Book Review: All the Single Ladies by Rebecca Traister

all the single ladiesSociety has always looked at single women with a mixture of pity, apprehension, fascination and at times a wee bit of jealousy as if they might be threatened by ladies who don’t sport Mrs. before their names and whose left hands are sans a wedding ring.

Believe me, I’ve had plenty of men and women (mostly women) who look at me with a wee bit of side-eye and I’ve felt the sting of their judgments. So I was pretty happy to find Rebecca Traister’s book All the Single Ladies where she examines the various experiences of single women and how they are woven into the history of American society, both in the modern age and days long ago.

Today there are more single women than married women, much of this is due to women having more options than older generations when it comes to education, careers, sex and children. Women are holding off on getting married until they are older and have gotten an education and have established some semblance of a career or some type of work history. And despite much pearl clutching, most single women do end up married and having children, often before they are in their thirties.

********************

Work instructions:
a. According to the book review, are there more single women or married women today?
b. Give a passage from the book review again, starting at "Book Review: All" and ending at "a wedding ring.", with "pity" switched to "sympathy".

********************

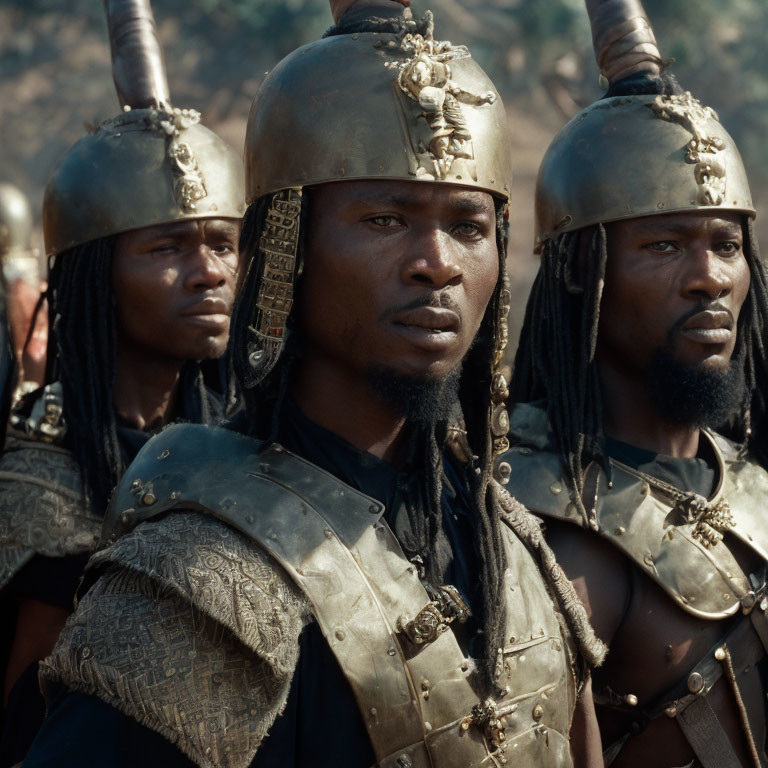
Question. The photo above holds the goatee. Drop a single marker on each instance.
(692, 396)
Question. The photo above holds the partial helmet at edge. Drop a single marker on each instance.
(377, 106)
(143, 168)
(16, 221)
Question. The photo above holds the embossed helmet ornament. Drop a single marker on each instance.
(377, 105)
(152, 164)
(385, 105)
(15, 222)
(638, 155)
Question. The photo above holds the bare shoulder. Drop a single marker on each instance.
(600, 574)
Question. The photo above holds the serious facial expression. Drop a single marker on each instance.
(675, 281)
(398, 274)
(174, 285)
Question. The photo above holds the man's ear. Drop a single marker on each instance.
(340, 7)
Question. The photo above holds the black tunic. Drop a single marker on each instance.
(54, 580)
(321, 725)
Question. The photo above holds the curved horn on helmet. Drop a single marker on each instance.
(623, 39)
(137, 60)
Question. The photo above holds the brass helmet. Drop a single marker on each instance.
(15, 222)
(394, 104)
(636, 155)
(152, 164)
(378, 106)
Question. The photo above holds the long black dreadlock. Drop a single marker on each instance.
(555, 358)
(264, 394)
(81, 355)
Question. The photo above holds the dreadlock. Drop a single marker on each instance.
(81, 355)
(555, 360)
(425, 446)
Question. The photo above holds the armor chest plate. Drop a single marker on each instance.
(706, 581)
(421, 703)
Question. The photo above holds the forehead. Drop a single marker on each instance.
(412, 195)
(685, 222)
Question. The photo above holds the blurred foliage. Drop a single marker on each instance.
(54, 65)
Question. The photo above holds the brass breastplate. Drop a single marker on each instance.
(420, 703)
(705, 580)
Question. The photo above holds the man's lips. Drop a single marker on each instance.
(209, 312)
(433, 329)
(435, 319)
(709, 327)
(210, 306)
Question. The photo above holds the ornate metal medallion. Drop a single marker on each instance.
(702, 150)
(278, 247)
(426, 78)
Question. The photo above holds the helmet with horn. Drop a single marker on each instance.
(384, 101)
(152, 164)
(652, 148)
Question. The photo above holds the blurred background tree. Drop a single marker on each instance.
(55, 74)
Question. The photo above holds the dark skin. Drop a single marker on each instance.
(677, 281)
(398, 274)
(173, 287)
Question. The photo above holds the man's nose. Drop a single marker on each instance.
(206, 270)
(433, 260)
(709, 275)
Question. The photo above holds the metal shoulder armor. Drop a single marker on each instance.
(418, 698)
(44, 508)
(681, 550)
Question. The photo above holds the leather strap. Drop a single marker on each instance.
(706, 735)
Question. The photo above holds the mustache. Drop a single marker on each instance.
(711, 306)
(439, 300)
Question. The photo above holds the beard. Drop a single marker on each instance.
(690, 396)
(423, 402)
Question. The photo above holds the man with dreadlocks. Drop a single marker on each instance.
(326, 584)
(141, 219)
(20, 287)
(643, 333)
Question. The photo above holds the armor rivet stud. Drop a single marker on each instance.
(695, 682)
(748, 601)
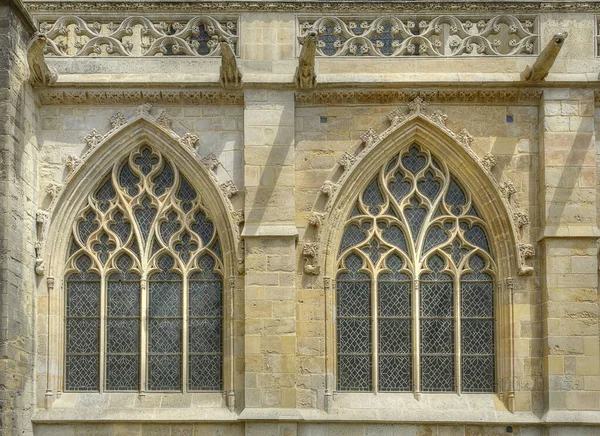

********************

Exercise results:
a. There are more single women than married women.

b.
Book Review: All the Single Ladies by Rebecca Traister

all the single ladiesSociety has always looked at single women with a mixture of sympathy, apprehension, fascination and at times a wee bit of jealousy as if they might be threatened by ladies who don’t sport Mrs. before their names and whose left hands are sans a wedding ring.